• EXERCISE DIRECTIONS:
The answer must restate every entry exactly as it appears.

• Phrase grounding data:
↓↓↓

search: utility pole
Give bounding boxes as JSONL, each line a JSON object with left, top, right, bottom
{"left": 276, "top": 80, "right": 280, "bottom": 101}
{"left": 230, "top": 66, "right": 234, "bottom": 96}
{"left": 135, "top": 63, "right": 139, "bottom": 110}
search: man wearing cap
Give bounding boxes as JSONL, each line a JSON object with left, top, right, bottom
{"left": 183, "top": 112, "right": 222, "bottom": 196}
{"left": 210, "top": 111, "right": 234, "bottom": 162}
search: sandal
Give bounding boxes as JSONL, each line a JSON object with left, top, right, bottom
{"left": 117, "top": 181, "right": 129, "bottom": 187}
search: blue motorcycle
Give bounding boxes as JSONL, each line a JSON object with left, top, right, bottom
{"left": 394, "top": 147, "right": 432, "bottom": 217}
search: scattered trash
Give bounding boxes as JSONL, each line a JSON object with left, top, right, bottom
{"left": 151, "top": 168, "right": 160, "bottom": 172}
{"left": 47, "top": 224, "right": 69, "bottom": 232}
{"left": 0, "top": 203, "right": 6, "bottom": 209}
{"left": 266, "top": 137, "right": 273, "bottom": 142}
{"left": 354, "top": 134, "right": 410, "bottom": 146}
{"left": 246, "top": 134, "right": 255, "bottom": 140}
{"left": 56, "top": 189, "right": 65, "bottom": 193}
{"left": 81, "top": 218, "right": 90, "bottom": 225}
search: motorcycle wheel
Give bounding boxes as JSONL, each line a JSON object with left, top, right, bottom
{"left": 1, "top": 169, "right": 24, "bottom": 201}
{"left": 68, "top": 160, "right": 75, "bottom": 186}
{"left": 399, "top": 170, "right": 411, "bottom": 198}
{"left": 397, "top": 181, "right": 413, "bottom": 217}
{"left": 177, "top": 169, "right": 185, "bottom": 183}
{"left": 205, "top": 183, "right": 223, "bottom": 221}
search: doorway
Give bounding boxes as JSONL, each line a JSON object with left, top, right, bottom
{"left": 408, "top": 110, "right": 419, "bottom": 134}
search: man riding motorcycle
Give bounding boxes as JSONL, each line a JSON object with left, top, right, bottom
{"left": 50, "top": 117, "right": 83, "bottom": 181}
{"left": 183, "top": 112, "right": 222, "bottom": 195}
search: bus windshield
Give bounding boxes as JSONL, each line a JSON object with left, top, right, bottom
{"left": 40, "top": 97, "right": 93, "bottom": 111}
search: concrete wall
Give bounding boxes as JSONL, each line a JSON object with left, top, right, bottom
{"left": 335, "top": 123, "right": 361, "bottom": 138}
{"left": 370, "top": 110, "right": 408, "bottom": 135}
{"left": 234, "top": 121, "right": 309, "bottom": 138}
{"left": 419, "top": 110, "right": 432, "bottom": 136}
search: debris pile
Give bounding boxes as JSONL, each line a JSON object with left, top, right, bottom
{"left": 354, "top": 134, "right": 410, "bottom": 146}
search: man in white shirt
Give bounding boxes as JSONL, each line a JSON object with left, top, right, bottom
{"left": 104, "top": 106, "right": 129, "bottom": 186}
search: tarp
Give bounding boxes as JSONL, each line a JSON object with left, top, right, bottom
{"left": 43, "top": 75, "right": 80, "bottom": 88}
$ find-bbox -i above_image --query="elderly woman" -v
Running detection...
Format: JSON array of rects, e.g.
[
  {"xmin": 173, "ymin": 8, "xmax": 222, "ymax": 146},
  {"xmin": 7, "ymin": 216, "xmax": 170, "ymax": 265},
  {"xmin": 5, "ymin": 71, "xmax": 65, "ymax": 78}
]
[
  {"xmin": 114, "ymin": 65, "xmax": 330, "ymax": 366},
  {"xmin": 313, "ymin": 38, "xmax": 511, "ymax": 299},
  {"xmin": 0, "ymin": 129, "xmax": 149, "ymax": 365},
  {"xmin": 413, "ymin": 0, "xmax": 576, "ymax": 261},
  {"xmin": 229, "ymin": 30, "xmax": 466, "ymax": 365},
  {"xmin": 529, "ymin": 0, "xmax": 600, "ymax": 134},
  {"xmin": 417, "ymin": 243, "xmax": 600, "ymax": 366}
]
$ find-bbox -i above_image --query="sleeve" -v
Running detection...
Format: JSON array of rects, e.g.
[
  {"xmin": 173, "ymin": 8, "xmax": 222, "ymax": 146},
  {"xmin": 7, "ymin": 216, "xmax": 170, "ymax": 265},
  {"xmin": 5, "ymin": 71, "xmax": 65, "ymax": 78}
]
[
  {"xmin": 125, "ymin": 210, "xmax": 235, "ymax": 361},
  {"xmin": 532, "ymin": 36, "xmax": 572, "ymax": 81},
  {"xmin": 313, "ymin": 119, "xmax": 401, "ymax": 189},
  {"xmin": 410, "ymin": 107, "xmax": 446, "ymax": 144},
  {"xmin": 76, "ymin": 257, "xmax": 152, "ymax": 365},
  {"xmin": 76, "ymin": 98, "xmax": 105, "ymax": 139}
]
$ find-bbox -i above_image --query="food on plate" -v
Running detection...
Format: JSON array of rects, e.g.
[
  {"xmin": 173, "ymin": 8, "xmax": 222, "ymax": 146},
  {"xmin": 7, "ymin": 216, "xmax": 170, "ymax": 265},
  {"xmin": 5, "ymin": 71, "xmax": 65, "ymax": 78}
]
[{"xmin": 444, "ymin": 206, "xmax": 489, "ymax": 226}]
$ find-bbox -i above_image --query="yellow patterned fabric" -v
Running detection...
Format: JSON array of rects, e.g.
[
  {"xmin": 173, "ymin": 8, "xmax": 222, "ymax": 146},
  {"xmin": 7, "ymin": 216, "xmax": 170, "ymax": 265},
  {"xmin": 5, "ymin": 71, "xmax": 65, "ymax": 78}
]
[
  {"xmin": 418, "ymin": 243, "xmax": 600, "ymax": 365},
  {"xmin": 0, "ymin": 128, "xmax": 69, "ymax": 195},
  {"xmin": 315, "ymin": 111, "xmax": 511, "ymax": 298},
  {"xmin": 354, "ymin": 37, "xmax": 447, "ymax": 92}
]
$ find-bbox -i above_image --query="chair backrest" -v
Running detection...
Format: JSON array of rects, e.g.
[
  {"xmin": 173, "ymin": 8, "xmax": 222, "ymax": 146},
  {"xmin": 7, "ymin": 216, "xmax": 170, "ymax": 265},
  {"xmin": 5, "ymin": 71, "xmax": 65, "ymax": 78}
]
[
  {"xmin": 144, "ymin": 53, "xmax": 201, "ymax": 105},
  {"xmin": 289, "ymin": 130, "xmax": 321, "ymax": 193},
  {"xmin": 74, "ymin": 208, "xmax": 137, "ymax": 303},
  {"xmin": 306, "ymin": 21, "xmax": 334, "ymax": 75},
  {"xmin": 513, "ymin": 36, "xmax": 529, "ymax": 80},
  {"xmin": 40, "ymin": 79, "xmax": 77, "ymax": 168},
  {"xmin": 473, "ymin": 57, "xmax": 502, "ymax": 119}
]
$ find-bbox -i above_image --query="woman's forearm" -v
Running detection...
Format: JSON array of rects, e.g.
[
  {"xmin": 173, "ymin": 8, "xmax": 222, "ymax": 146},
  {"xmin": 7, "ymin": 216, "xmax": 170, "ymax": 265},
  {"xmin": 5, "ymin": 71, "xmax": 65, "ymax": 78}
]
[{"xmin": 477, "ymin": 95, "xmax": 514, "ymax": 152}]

↑↑↑

• RESPONSE:
search: utility pole
Give bounding boxes as JSONL, each line a JSON object with left, top, right, bottom
{"left": 276, "top": 80, "right": 280, "bottom": 101}
{"left": 230, "top": 66, "right": 234, "bottom": 96}
{"left": 135, "top": 63, "right": 139, "bottom": 110}
search: man wearing cap
Give bounding boxes as JSONL, each line a JSON object with left, top, right, bottom
{"left": 183, "top": 112, "right": 222, "bottom": 196}
{"left": 210, "top": 111, "right": 234, "bottom": 162}
search: sandal
Give bounding boxes as JSONL, each line a JSON object with left, top, right, bottom
{"left": 117, "top": 181, "right": 129, "bottom": 187}
search: blue motorcycle
Give bounding boxes as JSONL, each line a JSON object with left, top, right, bottom
{"left": 394, "top": 147, "right": 432, "bottom": 217}
search: scattered trash
Give bounding boxes as JSONL, each line a JSON object with left, top, right, bottom
{"left": 151, "top": 168, "right": 160, "bottom": 172}
{"left": 47, "top": 224, "right": 69, "bottom": 232}
{"left": 0, "top": 203, "right": 6, "bottom": 209}
{"left": 266, "top": 137, "right": 273, "bottom": 142}
{"left": 354, "top": 134, "right": 410, "bottom": 146}
{"left": 246, "top": 134, "right": 255, "bottom": 140}
{"left": 56, "top": 189, "right": 65, "bottom": 193}
{"left": 81, "top": 218, "right": 90, "bottom": 225}
search: motorcycle wheel
Give bounding boxes as JSONL, each line a JSON object with left, top, right, bottom
{"left": 1, "top": 169, "right": 24, "bottom": 201}
{"left": 68, "top": 160, "right": 75, "bottom": 186}
{"left": 399, "top": 170, "right": 411, "bottom": 198}
{"left": 397, "top": 181, "right": 413, "bottom": 217}
{"left": 177, "top": 169, "right": 185, "bottom": 183}
{"left": 205, "top": 183, "right": 223, "bottom": 221}
search: doorway
Give bounding boxes as JSONL, each line a JSON object with left, top, right, bottom
{"left": 408, "top": 110, "right": 419, "bottom": 134}
search: man riding motorcycle
Give bounding boxes as JSONL, each line a JSON object with left, top, right, bottom
{"left": 50, "top": 117, "right": 83, "bottom": 181}
{"left": 183, "top": 112, "right": 222, "bottom": 195}
search: bus windshield
Give bounding boxes as JSONL, each line a JSON object with left, top, right, bottom
{"left": 40, "top": 97, "right": 93, "bottom": 111}
search: concrete wall
Give bounding boxes as JSONL, each line a JSON object with left, top, right, bottom
{"left": 335, "top": 123, "right": 361, "bottom": 138}
{"left": 370, "top": 110, "right": 408, "bottom": 135}
{"left": 234, "top": 121, "right": 309, "bottom": 138}
{"left": 419, "top": 110, "right": 432, "bottom": 136}
search: debris pile
Give bounding boxes as JSONL, each line a JSON object with left, top, right, bottom
{"left": 354, "top": 134, "right": 410, "bottom": 146}
search: man in white shirt
Give bounding boxes as JSONL, each line a JSON object with left, top, right, bottom
{"left": 104, "top": 106, "right": 129, "bottom": 186}
search: tarp
Give bounding boxes as JSONL, each line a JSON object with left, top, right, bottom
{"left": 43, "top": 75, "right": 80, "bottom": 88}
$ find-bbox -i above_image --query="elderly woman" -v
Running detection...
Format: JSON array of rects, e.g.
[
  {"xmin": 173, "ymin": 8, "xmax": 222, "ymax": 146},
  {"xmin": 7, "ymin": 216, "xmax": 170, "ymax": 265},
  {"xmin": 5, "ymin": 71, "xmax": 65, "ymax": 78}
]
[
  {"xmin": 114, "ymin": 65, "xmax": 330, "ymax": 366},
  {"xmin": 313, "ymin": 38, "xmax": 511, "ymax": 299},
  {"xmin": 0, "ymin": 129, "xmax": 149, "ymax": 365},
  {"xmin": 413, "ymin": 0, "xmax": 576, "ymax": 261},
  {"xmin": 229, "ymin": 30, "xmax": 466, "ymax": 365},
  {"xmin": 529, "ymin": 0, "xmax": 600, "ymax": 134},
  {"xmin": 417, "ymin": 243, "xmax": 600, "ymax": 366}
]
$ find-bbox -i above_image --query="sleeve" -v
Running detection...
Format: JSON array of rects, e.g.
[
  {"xmin": 173, "ymin": 8, "xmax": 222, "ymax": 146},
  {"xmin": 7, "ymin": 216, "xmax": 170, "ymax": 265},
  {"xmin": 5, "ymin": 71, "xmax": 65, "ymax": 78}
]
[
  {"xmin": 125, "ymin": 210, "xmax": 235, "ymax": 361},
  {"xmin": 532, "ymin": 36, "xmax": 572, "ymax": 81},
  {"xmin": 313, "ymin": 119, "xmax": 401, "ymax": 189},
  {"xmin": 410, "ymin": 107, "xmax": 446, "ymax": 144},
  {"xmin": 76, "ymin": 257, "xmax": 152, "ymax": 365},
  {"xmin": 76, "ymin": 98, "xmax": 105, "ymax": 139}
]
$ find-bbox -i above_image --query="food on plate" -v
Running detection...
Format: JSON array of rects, e.g.
[
  {"xmin": 173, "ymin": 8, "xmax": 222, "ymax": 146},
  {"xmin": 7, "ymin": 216, "xmax": 170, "ymax": 265},
  {"xmin": 5, "ymin": 71, "xmax": 65, "ymax": 78}
]
[{"xmin": 444, "ymin": 206, "xmax": 489, "ymax": 226}]
$ find-bbox -i above_image --query="yellow patterned fabric" -v
Running detection...
Format: JSON array of rects, e.g.
[
  {"xmin": 173, "ymin": 8, "xmax": 222, "ymax": 146},
  {"xmin": 7, "ymin": 216, "xmax": 170, "ymax": 265},
  {"xmin": 5, "ymin": 71, "xmax": 65, "ymax": 78}
]
[
  {"xmin": 418, "ymin": 243, "xmax": 600, "ymax": 365},
  {"xmin": 0, "ymin": 128, "xmax": 69, "ymax": 195},
  {"xmin": 315, "ymin": 111, "xmax": 511, "ymax": 298},
  {"xmin": 354, "ymin": 37, "xmax": 447, "ymax": 92}
]
$ find-bbox -i above_image --query="chair backrest" -v
Running detection...
Format: JSON array of rects, e.g.
[
  {"xmin": 173, "ymin": 8, "xmax": 222, "ymax": 146},
  {"xmin": 7, "ymin": 216, "xmax": 170, "ymax": 265},
  {"xmin": 5, "ymin": 71, "xmax": 65, "ymax": 78}
]
[
  {"xmin": 144, "ymin": 53, "xmax": 201, "ymax": 105},
  {"xmin": 289, "ymin": 130, "xmax": 321, "ymax": 193},
  {"xmin": 74, "ymin": 208, "xmax": 137, "ymax": 303},
  {"xmin": 306, "ymin": 21, "xmax": 334, "ymax": 75},
  {"xmin": 513, "ymin": 36, "xmax": 529, "ymax": 80},
  {"xmin": 40, "ymin": 79, "xmax": 77, "ymax": 168},
  {"xmin": 473, "ymin": 57, "xmax": 502, "ymax": 119}
]
$ find-bbox -i above_image --query="woman's forearm" -v
Running detection...
Format: JSON array of rects, e.g.
[
  {"xmin": 173, "ymin": 8, "xmax": 222, "ymax": 146},
  {"xmin": 7, "ymin": 216, "xmax": 170, "ymax": 265},
  {"xmin": 5, "ymin": 71, "xmax": 65, "ymax": 78}
]
[{"xmin": 477, "ymin": 95, "xmax": 514, "ymax": 152}]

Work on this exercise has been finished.